The exercise: Reproduce verbatim the portion of the records below that begins with the line containing "Question. Identify every instance of the pharma" and ends with the line containing "(1152, 781)", both lines included, and output nothing else.

Material for the task:
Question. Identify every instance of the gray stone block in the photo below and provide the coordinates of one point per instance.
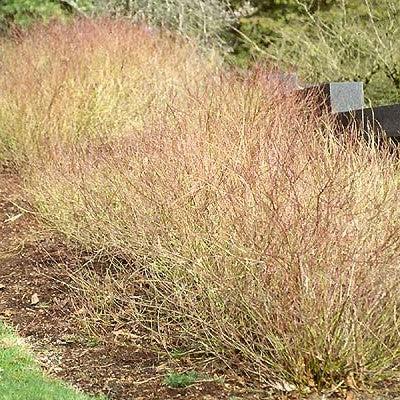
(338, 96)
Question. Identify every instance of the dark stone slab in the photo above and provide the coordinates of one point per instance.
(337, 96)
(384, 118)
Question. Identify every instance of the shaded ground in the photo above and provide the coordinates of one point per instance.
(36, 298)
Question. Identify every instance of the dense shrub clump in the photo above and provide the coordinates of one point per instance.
(242, 224)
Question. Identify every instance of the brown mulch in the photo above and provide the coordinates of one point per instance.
(36, 297)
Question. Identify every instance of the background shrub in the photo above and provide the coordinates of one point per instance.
(230, 219)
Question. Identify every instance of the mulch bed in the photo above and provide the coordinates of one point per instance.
(36, 298)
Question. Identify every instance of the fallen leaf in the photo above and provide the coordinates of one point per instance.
(34, 299)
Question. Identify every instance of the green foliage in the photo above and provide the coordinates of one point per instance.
(181, 380)
(20, 377)
(206, 20)
(21, 13)
(330, 40)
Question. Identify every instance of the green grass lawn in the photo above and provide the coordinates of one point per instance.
(21, 377)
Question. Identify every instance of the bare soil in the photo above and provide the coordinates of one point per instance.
(37, 297)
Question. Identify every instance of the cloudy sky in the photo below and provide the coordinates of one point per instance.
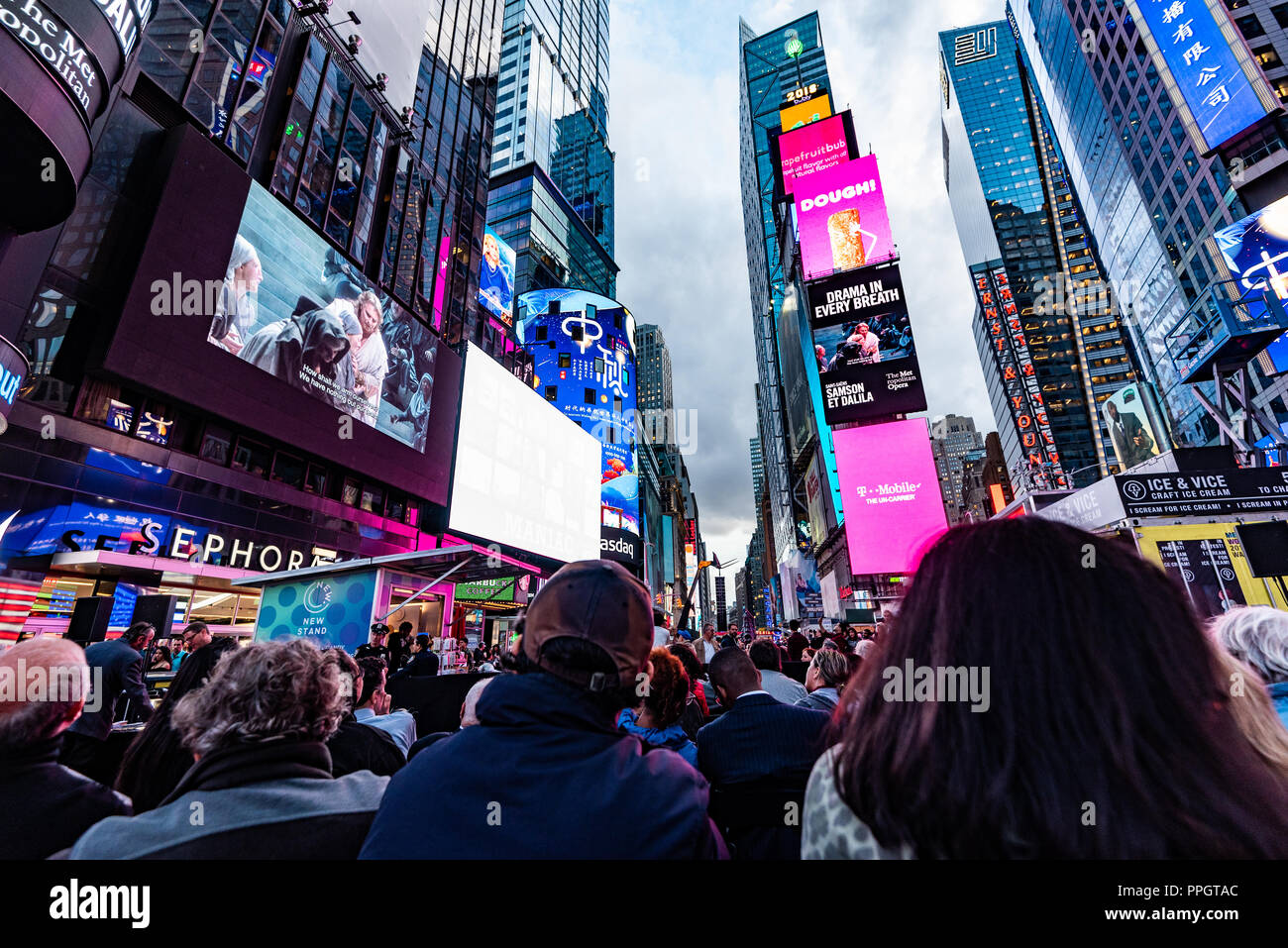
(674, 125)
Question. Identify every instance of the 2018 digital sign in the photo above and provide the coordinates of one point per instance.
(584, 360)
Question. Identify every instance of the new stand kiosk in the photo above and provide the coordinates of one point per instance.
(335, 604)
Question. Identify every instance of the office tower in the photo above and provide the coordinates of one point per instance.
(952, 438)
(1124, 140)
(1050, 348)
(771, 65)
(550, 156)
(656, 391)
(758, 468)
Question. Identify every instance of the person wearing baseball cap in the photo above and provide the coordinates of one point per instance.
(545, 773)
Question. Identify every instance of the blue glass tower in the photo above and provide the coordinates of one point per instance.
(1048, 338)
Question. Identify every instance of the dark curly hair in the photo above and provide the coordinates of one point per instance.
(668, 687)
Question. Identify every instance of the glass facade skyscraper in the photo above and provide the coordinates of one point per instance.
(771, 64)
(1050, 346)
(553, 115)
(1151, 200)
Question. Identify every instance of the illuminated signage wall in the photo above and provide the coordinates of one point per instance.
(890, 492)
(1017, 371)
(1216, 86)
(863, 343)
(1254, 249)
(842, 219)
(583, 348)
(524, 475)
(291, 305)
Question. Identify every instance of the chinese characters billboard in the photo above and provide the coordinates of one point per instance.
(890, 493)
(867, 359)
(1222, 89)
(842, 219)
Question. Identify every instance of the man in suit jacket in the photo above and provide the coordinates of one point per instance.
(423, 662)
(758, 738)
(116, 669)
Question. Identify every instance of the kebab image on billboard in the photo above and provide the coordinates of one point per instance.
(842, 219)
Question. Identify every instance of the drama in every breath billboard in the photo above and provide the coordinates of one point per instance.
(890, 493)
(842, 219)
(867, 357)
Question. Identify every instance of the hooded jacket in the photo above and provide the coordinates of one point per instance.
(545, 775)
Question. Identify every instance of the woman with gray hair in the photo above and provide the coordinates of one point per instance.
(827, 674)
(262, 786)
(235, 312)
(1257, 635)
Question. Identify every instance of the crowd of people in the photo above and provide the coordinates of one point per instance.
(1018, 704)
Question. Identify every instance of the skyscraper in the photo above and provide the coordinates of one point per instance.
(550, 156)
(771, 65)
(1157, 200)
(1050, 348)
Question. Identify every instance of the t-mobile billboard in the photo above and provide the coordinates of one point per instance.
(890, 494)
(867, 359)
(842, 219)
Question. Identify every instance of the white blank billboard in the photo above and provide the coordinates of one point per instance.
(524, 474)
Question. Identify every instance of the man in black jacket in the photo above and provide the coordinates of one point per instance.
(44, 806)
(355, 746)
(116, 670)
(756, 738)
(423, 664)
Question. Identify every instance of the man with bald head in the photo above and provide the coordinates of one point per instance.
(44, 806)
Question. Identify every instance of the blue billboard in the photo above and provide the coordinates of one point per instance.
(1216, 77)
(331, 610)
(1256, 252)
(584, 363)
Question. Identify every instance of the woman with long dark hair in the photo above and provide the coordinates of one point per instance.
(156, 759)
(1042, 693)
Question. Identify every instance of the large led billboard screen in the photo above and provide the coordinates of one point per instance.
(810, 149)
(524, 475)
(496, 277)
(291, 305)
(1220, 86)
(867, 359)
(1256, 249)
(583, 351)
(842, 219)
(890, 493)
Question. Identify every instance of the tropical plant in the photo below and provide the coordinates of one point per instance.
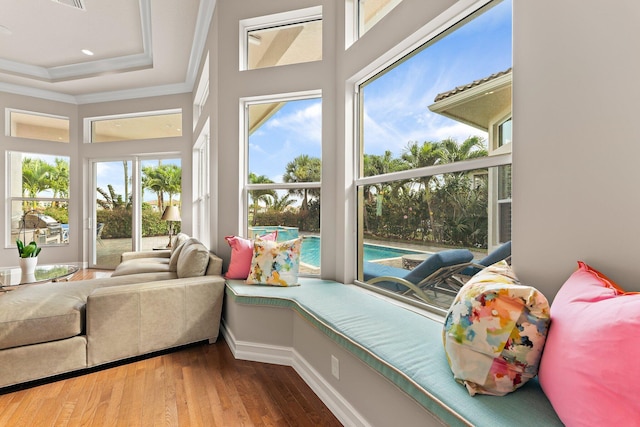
(163, 179)
(259, 195)
(28, 251)
(59, 179)
(111, 200)
(36, 176)
(303, 169)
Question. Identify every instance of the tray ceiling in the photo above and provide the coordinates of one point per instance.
(140, 48)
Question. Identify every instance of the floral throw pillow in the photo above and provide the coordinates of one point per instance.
(241, 254)
(495, 331)
(275, 263)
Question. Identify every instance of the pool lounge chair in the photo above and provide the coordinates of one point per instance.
(435, 273)
(501, 252)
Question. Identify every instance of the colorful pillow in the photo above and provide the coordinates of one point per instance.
(241, 254)
(495, 331)
(275, 263)
(589, 367)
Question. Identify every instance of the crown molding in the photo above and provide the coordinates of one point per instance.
(91, 68)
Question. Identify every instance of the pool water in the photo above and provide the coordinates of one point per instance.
(310, 253)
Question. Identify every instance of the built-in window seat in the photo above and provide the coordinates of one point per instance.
(403, 346)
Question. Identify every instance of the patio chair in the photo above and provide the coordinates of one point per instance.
(501, 252)
(436, 273)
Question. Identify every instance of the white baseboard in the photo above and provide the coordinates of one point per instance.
(287, 356)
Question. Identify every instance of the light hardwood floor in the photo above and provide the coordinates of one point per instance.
(199, 385)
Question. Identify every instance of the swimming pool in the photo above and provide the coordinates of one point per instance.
(310, 253)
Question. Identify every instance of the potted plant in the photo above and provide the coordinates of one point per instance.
(28, 256)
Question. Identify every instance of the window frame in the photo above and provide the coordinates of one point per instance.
(8, 124)
(12, 199)
(246, 187)
(88, 124)
(404, 50)
(291, 17)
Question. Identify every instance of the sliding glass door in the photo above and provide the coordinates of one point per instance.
(131, 195)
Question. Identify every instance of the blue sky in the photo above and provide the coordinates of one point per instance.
(396, 104)
(113, 173)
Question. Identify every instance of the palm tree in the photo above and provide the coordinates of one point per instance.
(472, 148)
(279, 204)
(36, 177)
(303, 169)
(60, 179)
(259, 195)
(419, 156)
(163, 179)
(111, 200)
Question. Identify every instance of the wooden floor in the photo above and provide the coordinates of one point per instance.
(200, 385)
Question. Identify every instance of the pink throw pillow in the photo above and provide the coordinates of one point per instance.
(242, 253)
(589, 366)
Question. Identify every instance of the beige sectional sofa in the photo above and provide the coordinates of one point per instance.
(173, 298)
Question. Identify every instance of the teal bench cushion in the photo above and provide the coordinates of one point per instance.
(403, 346)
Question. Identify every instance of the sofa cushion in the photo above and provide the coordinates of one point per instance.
(142, 265)
(193, 261)
(41, 313)
(179, 239)
(175, 253)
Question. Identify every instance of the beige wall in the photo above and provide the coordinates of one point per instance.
(576, 91)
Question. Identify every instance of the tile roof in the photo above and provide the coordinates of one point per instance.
(474, 83)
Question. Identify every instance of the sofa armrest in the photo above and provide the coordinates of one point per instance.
(163, 253)
(131, 320)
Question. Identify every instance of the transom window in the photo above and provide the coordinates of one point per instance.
(45, 127)
(289, 38)
(130, 127)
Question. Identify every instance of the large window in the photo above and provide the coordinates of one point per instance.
(282, 181)
(435, 155)
(39, 204)
(288, 38)
(138, 205)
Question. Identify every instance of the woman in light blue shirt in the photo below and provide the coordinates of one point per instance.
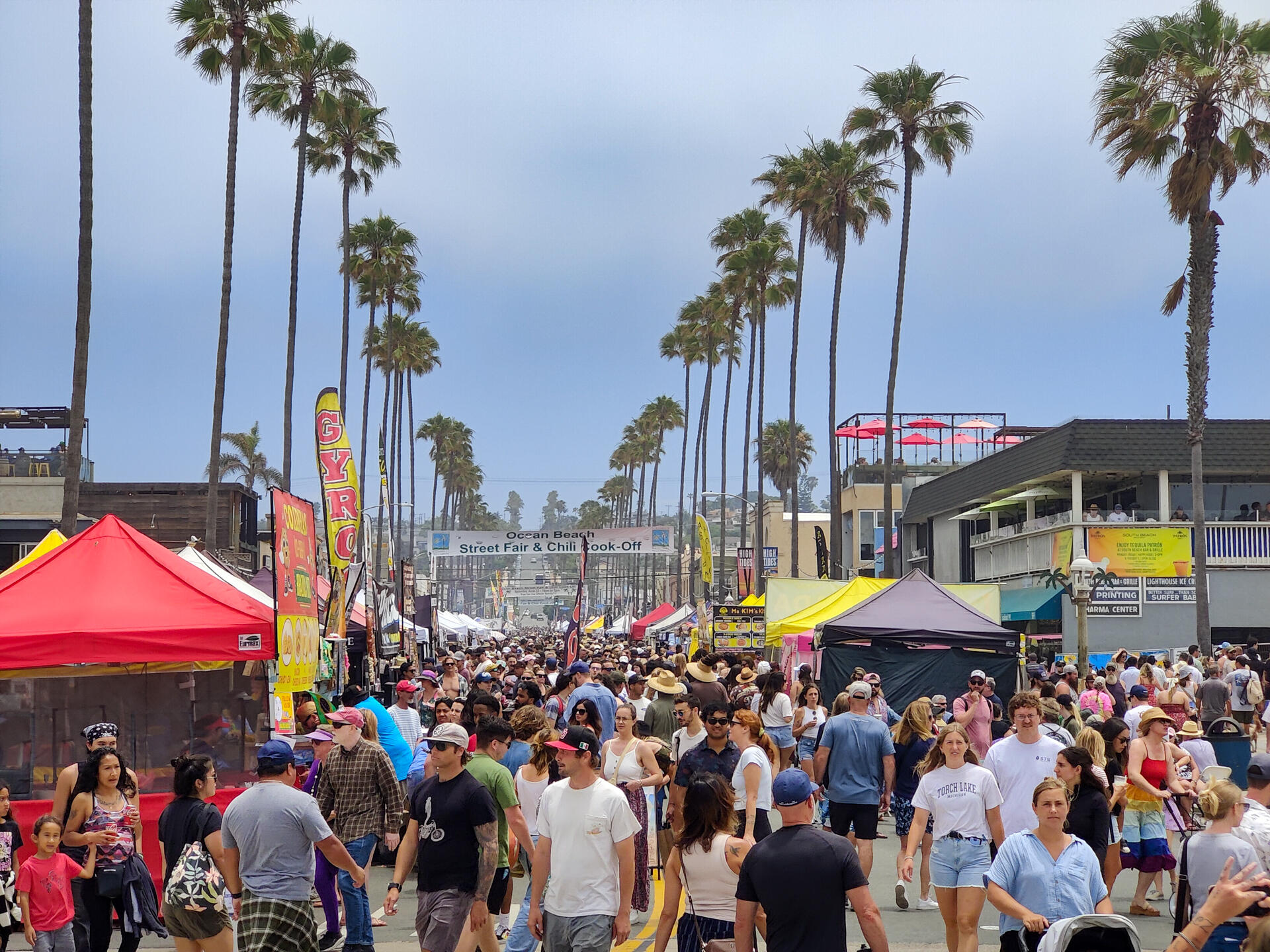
(1044, 875)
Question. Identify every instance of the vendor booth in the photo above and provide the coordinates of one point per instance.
(111, 626)
(921, 639)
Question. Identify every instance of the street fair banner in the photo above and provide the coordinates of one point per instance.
(295, 567)
(1155, 551)
(650, 539)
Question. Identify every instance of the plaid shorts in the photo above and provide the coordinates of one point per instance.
(276, 926)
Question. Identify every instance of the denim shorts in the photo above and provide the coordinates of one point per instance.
(781, 736)
(807, 746)
(956, 863)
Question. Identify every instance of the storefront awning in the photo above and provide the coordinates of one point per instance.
(1032, 604)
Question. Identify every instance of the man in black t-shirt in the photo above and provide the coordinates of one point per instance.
(454, 830)
(803, 877)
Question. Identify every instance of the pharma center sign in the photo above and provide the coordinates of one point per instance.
(650, 539)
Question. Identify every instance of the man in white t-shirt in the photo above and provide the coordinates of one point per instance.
(1021, 762)
(587, 848)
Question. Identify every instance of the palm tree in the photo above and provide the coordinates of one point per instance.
(730, 237)
(1189, 92)
(905, 114)
(248, 460)
(352, 139)
(781, 467)
(381, 251)
(683, 344)
(849, 190)
(84, 278)
(767, 266)
(314, 66)
(228, 36)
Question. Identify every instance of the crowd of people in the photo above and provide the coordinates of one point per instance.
(757, 801)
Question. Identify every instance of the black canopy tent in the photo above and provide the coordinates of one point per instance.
(921, 639)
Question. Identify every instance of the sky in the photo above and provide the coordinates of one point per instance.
(563, 165)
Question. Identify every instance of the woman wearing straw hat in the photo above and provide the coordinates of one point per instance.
(1152, 781)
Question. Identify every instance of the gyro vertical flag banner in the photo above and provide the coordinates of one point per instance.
(574, 631)
(339, 495)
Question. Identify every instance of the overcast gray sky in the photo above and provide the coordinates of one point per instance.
(563, 165)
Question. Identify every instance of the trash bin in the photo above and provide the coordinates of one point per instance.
(1232, 746)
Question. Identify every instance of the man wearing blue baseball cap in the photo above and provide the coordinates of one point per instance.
(588, 690)
(800, 869)
(270, 833)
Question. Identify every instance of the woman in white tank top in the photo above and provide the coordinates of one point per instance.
(630, 764)
(705, 863)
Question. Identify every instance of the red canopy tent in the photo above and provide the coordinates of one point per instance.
(114, 596)
(653, 617)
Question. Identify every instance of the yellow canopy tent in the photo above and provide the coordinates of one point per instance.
(829, 607)
(48, 545)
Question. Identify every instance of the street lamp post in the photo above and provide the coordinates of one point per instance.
(1082, 586)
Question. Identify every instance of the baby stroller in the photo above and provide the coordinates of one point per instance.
(1091, 933)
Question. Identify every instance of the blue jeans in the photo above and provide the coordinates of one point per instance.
(521, 938)
(357, 906)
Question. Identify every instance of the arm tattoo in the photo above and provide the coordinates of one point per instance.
(487, 837)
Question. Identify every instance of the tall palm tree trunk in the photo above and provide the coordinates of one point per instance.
(745, 455)
(366, 400)
(722, 569)
(222, 344)
(343, 329)
(683, 462)
(288, 386)
(836, 555)
(1202, 267)
(833, 444)
(760, 579)
(889, 441)
(83, 278)
(409, 400)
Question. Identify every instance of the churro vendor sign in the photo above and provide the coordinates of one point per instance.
(295, 556)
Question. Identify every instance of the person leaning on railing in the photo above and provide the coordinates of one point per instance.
(1230, 896)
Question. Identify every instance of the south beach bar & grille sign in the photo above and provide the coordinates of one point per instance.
(650, 539)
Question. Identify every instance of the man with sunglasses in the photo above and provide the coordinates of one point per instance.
(454, 833)
(974, 713)
(716, 754)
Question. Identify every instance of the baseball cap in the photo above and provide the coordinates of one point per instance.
(577, 739)
(792, 787)
(1259, 767)
(450, 734)
(276, 753)
(347, 715)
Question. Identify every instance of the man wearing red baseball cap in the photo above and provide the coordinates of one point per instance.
(587, 848)
(404, 715)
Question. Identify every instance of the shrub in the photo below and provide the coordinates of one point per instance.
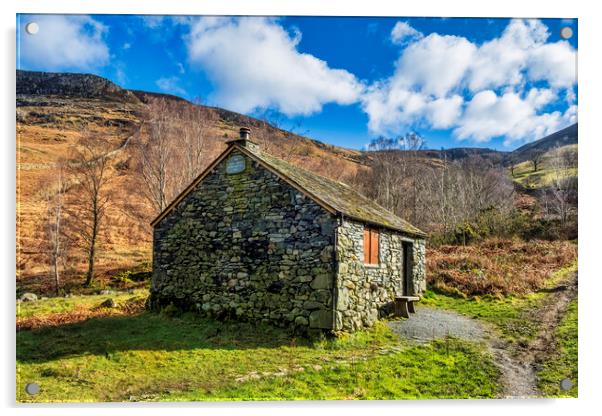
(496, 266)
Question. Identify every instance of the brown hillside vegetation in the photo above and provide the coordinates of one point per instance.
(49, 128)
(497, 266)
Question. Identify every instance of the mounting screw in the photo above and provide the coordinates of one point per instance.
(32, 28)
(566, 32)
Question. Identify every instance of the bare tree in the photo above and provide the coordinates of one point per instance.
(560, 195)
(157, 156)
(90, 168)
(173, 155)
(395, 180)
(194, 129)
(536, 159)
(55, 240)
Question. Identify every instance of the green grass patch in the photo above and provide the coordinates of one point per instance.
(545, 175)
(151, 356)
(439, 370)
(510, 314)
(564, 364)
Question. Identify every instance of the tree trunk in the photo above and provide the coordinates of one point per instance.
(92, 250)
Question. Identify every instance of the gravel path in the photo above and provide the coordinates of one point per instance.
(429, 323)
(518, 367)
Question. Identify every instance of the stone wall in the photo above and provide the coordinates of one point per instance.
(365, 292)
(250, 246)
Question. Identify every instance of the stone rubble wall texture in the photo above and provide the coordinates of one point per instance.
(365, 293)
(247, 246)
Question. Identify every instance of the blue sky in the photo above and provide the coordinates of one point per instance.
(344, 80)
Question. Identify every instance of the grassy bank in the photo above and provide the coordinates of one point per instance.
(564, 364)
(510, 314)
(147, 356)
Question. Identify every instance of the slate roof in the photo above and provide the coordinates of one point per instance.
(336, 195)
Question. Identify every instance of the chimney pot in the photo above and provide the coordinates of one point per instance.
(245, 133)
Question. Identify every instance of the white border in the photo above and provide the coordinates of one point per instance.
(590, 107)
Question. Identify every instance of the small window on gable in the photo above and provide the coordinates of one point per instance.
(370, 246)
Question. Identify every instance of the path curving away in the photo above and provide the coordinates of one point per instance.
(518, 365)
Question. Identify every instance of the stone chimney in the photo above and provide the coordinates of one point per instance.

Correct response:
Question. Identify every instance of the pharma center sign in the photo above and provide the coordinates of one point per instance.
(650, 539)
Question. Identify every instance of the man in white t-shirt in the photo above and provide the coordinates of one point per instance.
(1021, 762)
(587, 848)
Question. Identify every instance of the palm tree in the photo above and provide the coordinates of one point per instance.
(730, 237)
(1189, 92)
(905, 114)
(248, 460)
(352, 139)
(781, 467)
(381, 251)
(683, 344)
(849, 190)
(84, 278)
(767, 266)
(314, 66)
(228, 36)
Question. Identify every instance of the crowd of people in the photo above and provide the coordinates of one point per instance.
(757, 801)
Question. Identify every instance of the black canopy tent in the photo above and provide the coordinates of one point per instance.
(921, 639)
Question. Identify every instance of the sky in the photo above and provide the coordinates of one point per instance.
(563, 165)
Question. Identify every instance of the woman wearing straw hat in the photo above and provide the coordinates of one point per instance.
(1152, 781)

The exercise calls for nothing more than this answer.